» Extract provided
BEGIN

# Question about kefir



## FireStorm (Nov 9, 2013)

When I make Hans's raw grind, I mix Kefir in. So he's getting a little every day and he seems to be fine. He doesn't have allergies, though.


----------



## Poodlebeguiled (May 27, 2013)

Goat Milk For Dogs - Dogs Naturally Magazine

Read this. Goats milk is the way to go for sure. Sounds like a good thing to try, even though it may not be a natural thing for adult dogs to drink milk. lol. You could try and see how things go.


----------



## Poodlemanic (Jun 27, 2016)

Kefir is so darn good for people, and dogs benefit from probiotics too. I think it would be good for them, unless they have a specific reaction to it. Why don't you try it just a little at a time? My dogs love goats' milk too!


----------



## BorderKelpie (Dec 3, 2011)

Yay! Thanks guys!

The dogs will be thrilled with this news. lol

Poodlebeguiled, thank you for the link. New fun stuff to try!

END

» Data extract

BEGIN

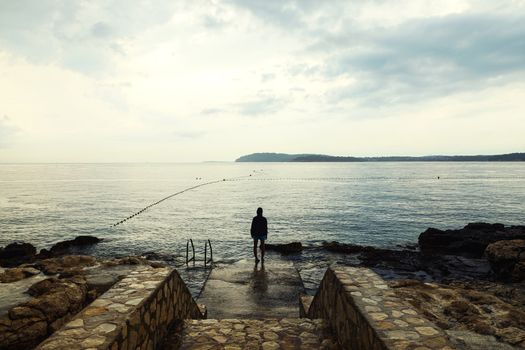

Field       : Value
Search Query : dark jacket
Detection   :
[250,216,268,237]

END

» Set of tasks
**A)** Please list every username that heads a post in the kefir thread.
**B)** According to the kefir thread, what does FireStorm mix kefir into?
**C)** Write out the passage of the kefir thread between "## Poodlemanic (Jun" and "Yay! Thanks guys!", inclusive.
The lines are a separate set of material from the kefir thread.

» Results for each task
**A)** FireStorm, Poodlebeguiled, Poodlemanic, BorderKelpie

**B)** Hans's raw grind.

**C)**
## Poodlemanic (Jun 27, 2016)

Kefir is so darn good for people, and dogs benefit from probiotics too. I think it would be good for them, unless they have a specific reaction to it. Why don't you try it just a little at a time? My dogs love goats' milk too!


----------



## BorderKelpie (Dec 3, 2011)

Yay! Thanks guys!